Text excerpt
# Photos: 3 Very Different Views Of Japanese Internment



## limr

Ansel Adams, Dorothea Lange, and Toyo Miyataki

Photos: 3 Very Different Views Of Japanese Internment


----------



## limr

I posted this after midnight, so a bump for the morning folks.


----------



## The_Traveler

An interesting comparison amongst the three; Adams was perfect but bloodless, while Dorothea Lange and and Toyo Miyataki actually had some humanity to their images.


----------



## JustJazzie

Apparently public education l failed me yet again. I had to look up "Japanise Internment" I remember studying Pearl Harbor, but we never touched on this aspect as far as I remember.

A very interesting, and enlightening article for me. Thank you for sharing.


----------



## wyogirl

JustJazzie said:


> Apparently public education l failed me yet again. I had to look up "Japanise Internment" I remember studying Pearl Harbor, but we never touched on this aspect as far as I remember.
> 
> A very interesting, and enlightening article for me. Thank you for sharing.


I knew about it before now-- but yes, public education failed me as well. We NEVER learned about this in school.


----------



## dxqcanada

This is something that is not taught as History of North America.

All Japanese along the west coast of Canada and USA were rounded up ... including my parents, uncles, aunts, and grandparents were interned here in Canada.
Here in Canada, the government took possession of whatever they could not carry (and sold it off to the public).
The Japanese were not the only ones they did this to, during WWII.


----------



## dxqcanada

... and most were born in Canada.

Internment Camps Photos | SEDAI: The Japanese Canadian Legacy Project


----------



## pixmedic

Am I  the only one that read that as "3 very different views of Japanese internet"?

Spoiler alert....there is NO anime, manga, or yaoi in the linked page. 

Sent from my SM-N900P using Tapatalk


----------



## dxqcanada

Hmm


----------



## cgw

Thanks for this.  "The Greatest Generation" avoids most things that complicate or contradict its version of  history.


----------



## Peeb

cgw said:


> Thanks for this.  "The Greatest Generation" avoids most things that complicate or contradict its version of  history.


Oh my, this is quite a generalization as to an entire generation of people, isn't it?

Governments in general prefer to control the story line of history, as has been the case for thousands of years.  Something about this particular generation got your goat?


----------



## jcdeboever

A very disturbing and embarrassing violation of civil liberties. Hard for me to relate to  the blatant, racist thought process. Unfortunately, under the surface,  I don't see much has changed to this day. 

Sent from my XT1254 using Tapatalk


----------



## runnah

jcdeboever said:


> A very disturbing and embarrassing violation of civil liberties. Hard for me to relate to  the blatant, racist thought process. Unfortunately, under the surface,  I don't see much has changed to this day.
> 
> Sent from my XT1254 using Tapatalk



Depending on how this fall goes we could be facing another similar circumstance with a different group of people.


----------



## jcdeboever

runnah said:


> jcdeboever said:
> 
> 
> 
> A very disturbing and embarrassing violation of civil liberties. Hard for me to relate to  the blatant, racist thought process. Unfortunately, under the surface,  I don't see much has changed to this day.

Short task 1
Transcribe the listing from the line with "Query: snow-covered village" down to the line with "(1133, 401)", both lines included.
The forum thread and the listing are unrelated to each other.

Collected data
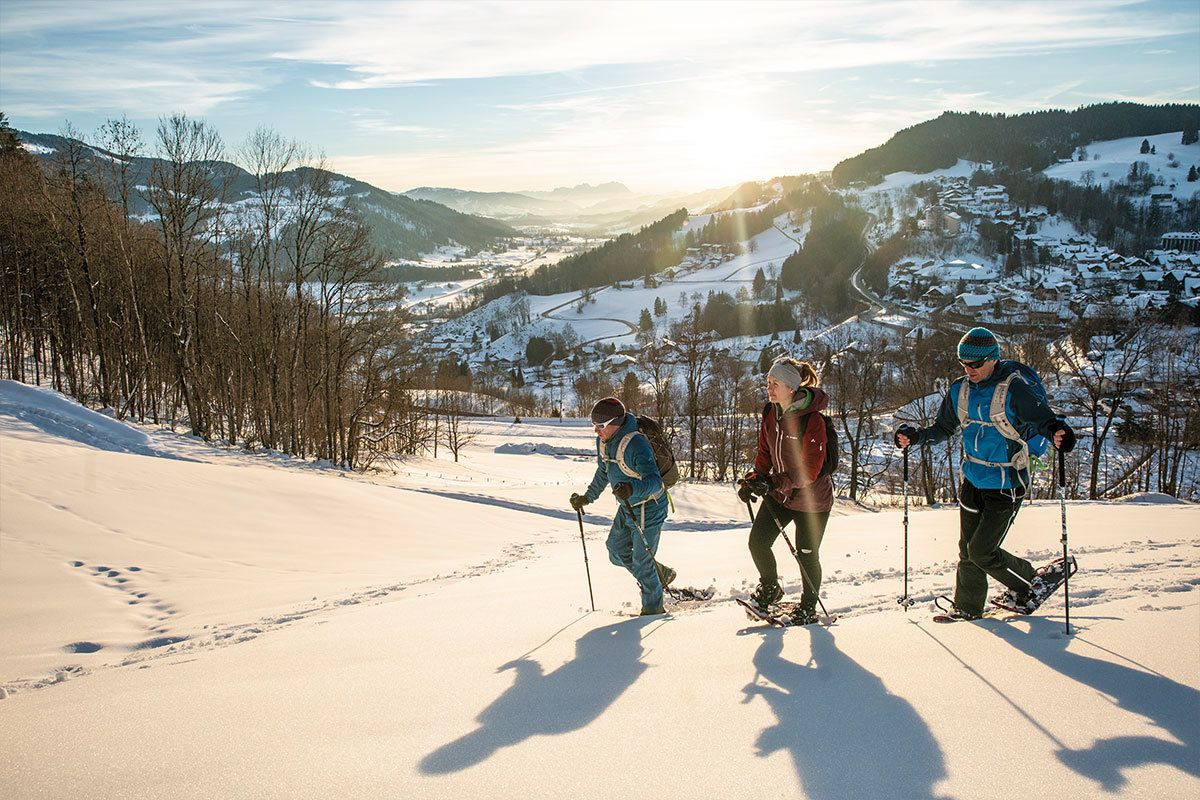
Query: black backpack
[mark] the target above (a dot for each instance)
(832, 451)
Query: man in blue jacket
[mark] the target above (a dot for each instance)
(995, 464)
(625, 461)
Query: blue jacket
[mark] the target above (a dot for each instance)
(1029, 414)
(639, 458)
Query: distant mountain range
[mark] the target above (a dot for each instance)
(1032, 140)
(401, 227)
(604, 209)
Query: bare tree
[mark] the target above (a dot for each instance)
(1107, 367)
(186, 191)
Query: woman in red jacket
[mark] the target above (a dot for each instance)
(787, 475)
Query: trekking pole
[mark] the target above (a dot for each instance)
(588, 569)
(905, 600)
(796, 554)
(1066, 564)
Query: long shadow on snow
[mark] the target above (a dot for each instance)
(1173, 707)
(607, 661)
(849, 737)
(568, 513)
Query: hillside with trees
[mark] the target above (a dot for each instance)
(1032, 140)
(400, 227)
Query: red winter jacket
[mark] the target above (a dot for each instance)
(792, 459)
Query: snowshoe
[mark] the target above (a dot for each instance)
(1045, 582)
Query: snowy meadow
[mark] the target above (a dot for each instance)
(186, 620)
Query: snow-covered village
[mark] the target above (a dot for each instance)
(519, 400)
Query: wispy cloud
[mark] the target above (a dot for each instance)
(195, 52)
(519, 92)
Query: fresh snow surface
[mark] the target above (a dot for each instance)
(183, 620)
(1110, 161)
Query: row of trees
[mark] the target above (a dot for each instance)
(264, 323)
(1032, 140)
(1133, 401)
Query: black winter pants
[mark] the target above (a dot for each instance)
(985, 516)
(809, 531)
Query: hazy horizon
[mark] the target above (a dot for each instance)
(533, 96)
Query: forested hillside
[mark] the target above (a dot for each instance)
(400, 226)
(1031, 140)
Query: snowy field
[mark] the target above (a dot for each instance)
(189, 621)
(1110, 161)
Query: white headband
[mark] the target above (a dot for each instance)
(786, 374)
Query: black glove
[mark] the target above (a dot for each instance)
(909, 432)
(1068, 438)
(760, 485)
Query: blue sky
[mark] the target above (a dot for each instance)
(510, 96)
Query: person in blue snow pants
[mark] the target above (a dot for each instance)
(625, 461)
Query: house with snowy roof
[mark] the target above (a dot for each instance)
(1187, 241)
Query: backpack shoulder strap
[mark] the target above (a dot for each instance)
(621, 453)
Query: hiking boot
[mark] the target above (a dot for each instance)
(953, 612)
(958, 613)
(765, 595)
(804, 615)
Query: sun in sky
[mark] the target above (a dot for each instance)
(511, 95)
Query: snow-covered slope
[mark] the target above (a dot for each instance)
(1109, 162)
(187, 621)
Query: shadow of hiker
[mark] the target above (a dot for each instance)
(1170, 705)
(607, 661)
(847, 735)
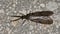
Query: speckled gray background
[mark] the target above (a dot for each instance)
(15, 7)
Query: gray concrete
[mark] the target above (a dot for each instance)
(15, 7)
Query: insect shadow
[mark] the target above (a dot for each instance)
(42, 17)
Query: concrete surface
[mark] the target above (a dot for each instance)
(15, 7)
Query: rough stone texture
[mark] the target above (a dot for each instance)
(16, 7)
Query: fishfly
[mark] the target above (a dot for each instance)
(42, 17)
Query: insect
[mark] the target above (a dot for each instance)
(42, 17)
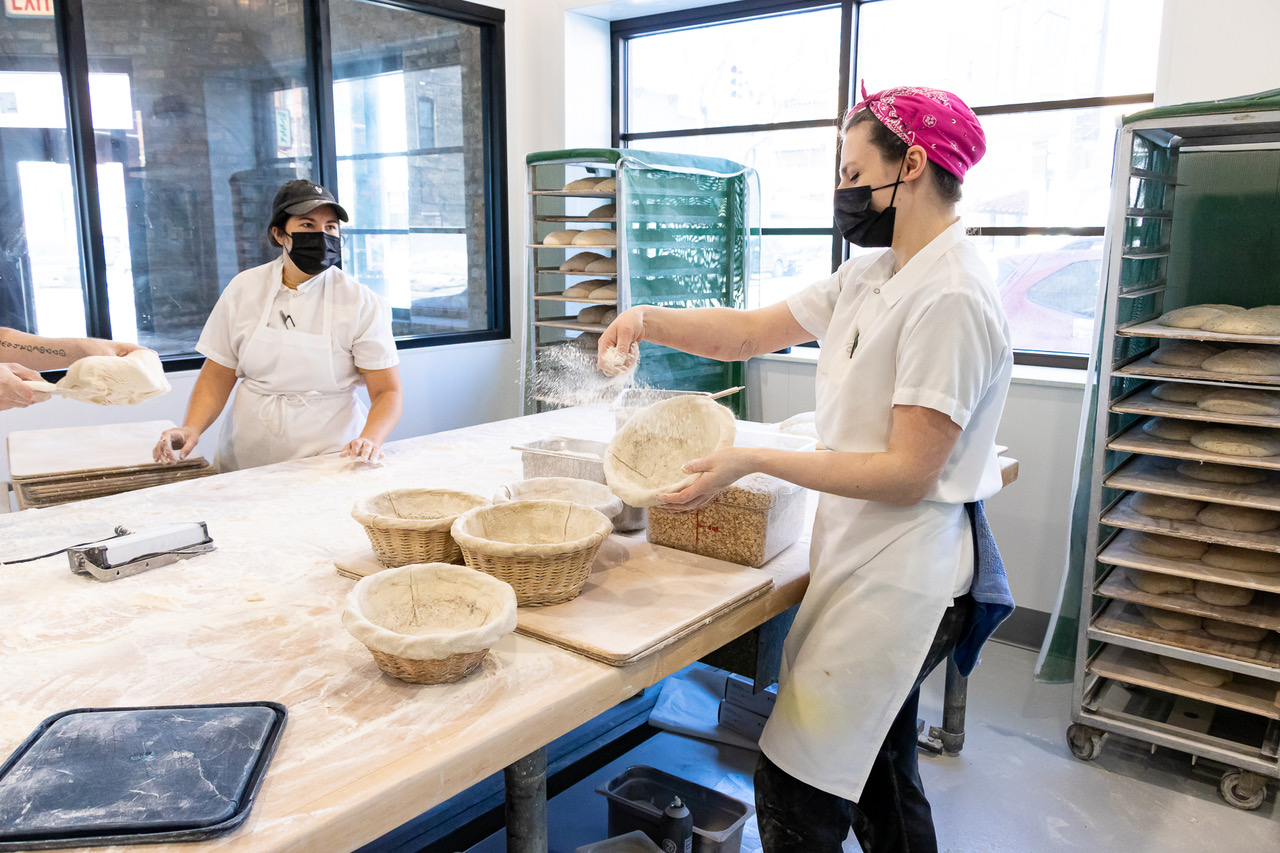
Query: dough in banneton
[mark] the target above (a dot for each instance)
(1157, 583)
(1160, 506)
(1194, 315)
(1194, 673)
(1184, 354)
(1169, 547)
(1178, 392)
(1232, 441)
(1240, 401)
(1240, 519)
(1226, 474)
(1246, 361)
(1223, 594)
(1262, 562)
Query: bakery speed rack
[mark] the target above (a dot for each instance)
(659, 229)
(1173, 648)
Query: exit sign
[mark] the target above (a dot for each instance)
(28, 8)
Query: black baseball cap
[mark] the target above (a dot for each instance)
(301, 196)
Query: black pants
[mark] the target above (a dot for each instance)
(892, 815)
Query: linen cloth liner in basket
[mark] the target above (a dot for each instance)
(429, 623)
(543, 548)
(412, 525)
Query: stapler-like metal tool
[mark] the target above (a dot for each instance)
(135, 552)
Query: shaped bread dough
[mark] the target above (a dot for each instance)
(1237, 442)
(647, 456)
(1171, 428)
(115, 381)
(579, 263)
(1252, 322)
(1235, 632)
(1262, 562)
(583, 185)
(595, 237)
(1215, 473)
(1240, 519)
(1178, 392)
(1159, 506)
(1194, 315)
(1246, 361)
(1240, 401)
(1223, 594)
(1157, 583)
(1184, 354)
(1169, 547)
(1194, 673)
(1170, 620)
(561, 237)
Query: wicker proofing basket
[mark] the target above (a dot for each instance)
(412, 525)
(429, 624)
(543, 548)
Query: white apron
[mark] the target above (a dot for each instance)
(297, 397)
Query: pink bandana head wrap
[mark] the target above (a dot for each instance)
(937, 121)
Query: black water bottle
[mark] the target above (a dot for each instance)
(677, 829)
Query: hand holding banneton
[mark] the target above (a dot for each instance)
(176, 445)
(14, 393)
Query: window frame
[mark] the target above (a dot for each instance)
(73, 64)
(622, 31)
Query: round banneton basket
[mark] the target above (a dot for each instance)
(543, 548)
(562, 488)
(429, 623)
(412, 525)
...
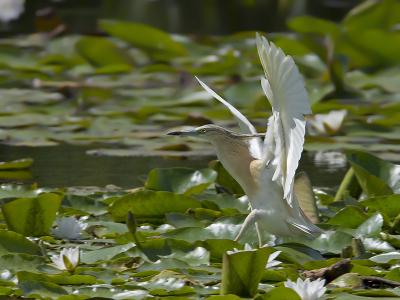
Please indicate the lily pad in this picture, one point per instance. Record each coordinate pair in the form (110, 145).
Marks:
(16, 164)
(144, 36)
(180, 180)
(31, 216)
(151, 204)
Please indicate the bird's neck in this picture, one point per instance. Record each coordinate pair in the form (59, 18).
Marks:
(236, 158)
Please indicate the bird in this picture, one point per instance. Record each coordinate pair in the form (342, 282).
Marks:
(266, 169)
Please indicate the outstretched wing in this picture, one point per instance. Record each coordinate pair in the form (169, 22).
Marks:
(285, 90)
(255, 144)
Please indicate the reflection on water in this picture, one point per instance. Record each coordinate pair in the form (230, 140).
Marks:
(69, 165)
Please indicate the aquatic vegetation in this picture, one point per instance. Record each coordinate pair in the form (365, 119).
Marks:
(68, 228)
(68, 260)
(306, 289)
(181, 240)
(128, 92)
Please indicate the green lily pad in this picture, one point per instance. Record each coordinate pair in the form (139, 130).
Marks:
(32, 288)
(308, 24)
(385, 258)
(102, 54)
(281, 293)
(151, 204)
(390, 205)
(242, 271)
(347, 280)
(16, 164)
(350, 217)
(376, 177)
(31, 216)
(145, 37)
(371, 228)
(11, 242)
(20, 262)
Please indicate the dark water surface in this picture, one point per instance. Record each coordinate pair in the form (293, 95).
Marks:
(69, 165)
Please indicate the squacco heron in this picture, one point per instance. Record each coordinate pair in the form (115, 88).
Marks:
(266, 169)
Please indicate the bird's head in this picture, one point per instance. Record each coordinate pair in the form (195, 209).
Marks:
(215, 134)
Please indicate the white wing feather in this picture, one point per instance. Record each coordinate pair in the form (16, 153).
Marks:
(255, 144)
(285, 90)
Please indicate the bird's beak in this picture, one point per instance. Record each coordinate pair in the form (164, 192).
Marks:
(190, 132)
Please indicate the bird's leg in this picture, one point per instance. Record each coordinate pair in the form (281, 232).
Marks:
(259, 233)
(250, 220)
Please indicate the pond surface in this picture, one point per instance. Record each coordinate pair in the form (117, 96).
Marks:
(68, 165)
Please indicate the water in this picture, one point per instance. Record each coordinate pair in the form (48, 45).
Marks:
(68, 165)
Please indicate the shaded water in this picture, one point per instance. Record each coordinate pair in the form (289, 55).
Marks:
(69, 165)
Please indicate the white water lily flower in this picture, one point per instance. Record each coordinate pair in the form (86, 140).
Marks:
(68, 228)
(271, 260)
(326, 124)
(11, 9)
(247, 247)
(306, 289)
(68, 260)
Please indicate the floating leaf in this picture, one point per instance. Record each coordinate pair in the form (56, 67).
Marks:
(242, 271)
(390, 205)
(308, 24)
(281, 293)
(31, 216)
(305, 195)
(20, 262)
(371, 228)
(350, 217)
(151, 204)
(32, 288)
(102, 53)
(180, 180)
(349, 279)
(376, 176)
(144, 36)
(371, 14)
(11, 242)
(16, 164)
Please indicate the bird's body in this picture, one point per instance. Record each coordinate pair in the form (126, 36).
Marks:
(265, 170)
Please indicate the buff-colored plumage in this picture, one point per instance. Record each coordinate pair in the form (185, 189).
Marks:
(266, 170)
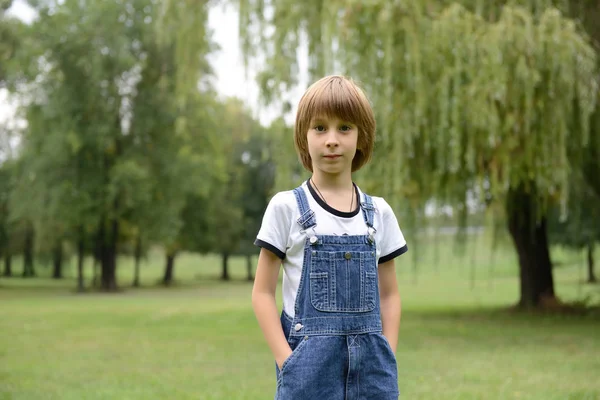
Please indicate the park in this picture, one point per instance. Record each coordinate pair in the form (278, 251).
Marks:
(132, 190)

Short task 2
Which photographers does the forum thread on Japanese internment name?

Expected output 1
Query: snow-covered village
[mark] the target above (a dot for each instance)
(519, 400)
Query: wispy cloud
[mark] the target above (a dot for each instance)
(195, 52)
(519, 92)
Query: fresh snow surface
[mark] the target above (a dot for each instance)
(183, 620)
(1110, 161)
Query: row of trees
[mark] the target above (a dot for each instance)
(264, 323)
(1032, 140)
(1133, 401)

Expected output 2
Ansel Adams, Dorothea Lange, Toyo Miyataki